See when that place was framed a six hundred pound inspector would have found out the floor joist were inadequate during the rough in.


----------



## GBrackins

either that or every building department should hire a 600 pound gorilla! besides, they'll work for bananas. And they would be great in a best ball golf tournament! after some of the exchanges lately on the forum it's nice to see some humor.


----------



## Sandman

My point is not to argue for or against the additional joist under a bathtub. I have been directly involved in the design, construction and inspection of over 3,000 residential units in the last few years and none of them had an additional joist under any of the upstairs bathtubs and, so far, we have not had any warranty issues. However, I would never make the argument that because "I have been doing this for X amount of years or have built X amount of units without incident" we do not need to consider what is recommended by the American Wood Council in the Wood Frame Construction Manual which is in fact referenced in the International Building Code. In the event a floor system failed due to loads in and around a bathtub the statement, "I have been doing this for X amount of years or have built X amount of units" doesn't mean anything. Instead, the designer and builder need to be prepared to argue that the building was designed and built at or above the minimum. And, finally, how many people in this forum weigh just 150 lbs? My guess is that the average weight will be closer to 200 lbs and all the literature suggests we are getting bigger, not smaller.


----------



## Big Mac

Yeah, a couple of times.  OK, that might be a bit of an exageration but...............


----------



## Min&Max

I think someone alluded to this before but I would be more concerned---and I am not at all concerned---about the actual floor sheathing/decking supporting the weight of the tub and its contents, especially if the tub is cast iron. The last cast iron tub I looked at had several supports located on the bottom of the tub floor which would appear to have the potential to dent or puncture the 5/8" - 3/4" osb or plywood floor. I wonder if it is possible that companies such as Koehler, Eljer and American Standard have any smart engineers who account for the weight of their product and its future contents on standard code compliant products and floor assemblies?


----------



## Mark K

You are not compelled to design based on your perception of the weights of the occupants.  The code only requires the building be designed to support the loads listed in the code.  If this were not the case one might suggest that all residential projects be designed for 100 psf since you could have a party where everybody is sholder to sholder.

STORED DATA>

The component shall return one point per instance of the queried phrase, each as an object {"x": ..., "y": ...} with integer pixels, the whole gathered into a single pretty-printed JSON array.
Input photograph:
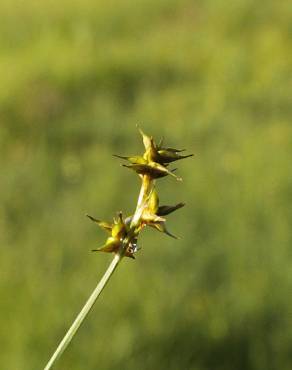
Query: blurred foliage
[{"x": 212, "y": 76}]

GIVEN PROBLEM 1> Using the forum thread on bathtub floor joists, mark each statement yes or no and quote the deciding words. (a) Sandman reports that none of the units he worked on had an additional joist under any of the upstairs bathtubs. (b) Min&Max describes the last cast iron tub examined as having a single support at the center of the tub floor. (c) Mark K says the code requires all residential projects to be designed for 100 psf.
GIVEN PROBLEM 2> In the forum thread on bathtub floor joists, which organization does Sandman name as recommending practices in the Wood Frame Construction Manual?
GIVEN PROBLEM 3> Quote the passage of the forum thread on bathtub floor joists that opens with the words containing "either that or" and closes with "see some humor.".

EXERCISE ANSWER 1>
(a) Yes: "none of them had an additional joist under any of the upstairs bathtubs"
(b) No: "had several supports located on the bottom of the tub floor"
(c) No: "The code only requires the building be designed to support the loads listed in the code."

EXERCISE ANSWER 2> The American Wood Council.

EXERCISE ANSWER 3>
either that or every building department should hire a 600 pound gorilla! besides, they'll work for bananas. And they would be great in a best ball golf tournament! after some of the exchanges lately on the forum it's nice to see some humor.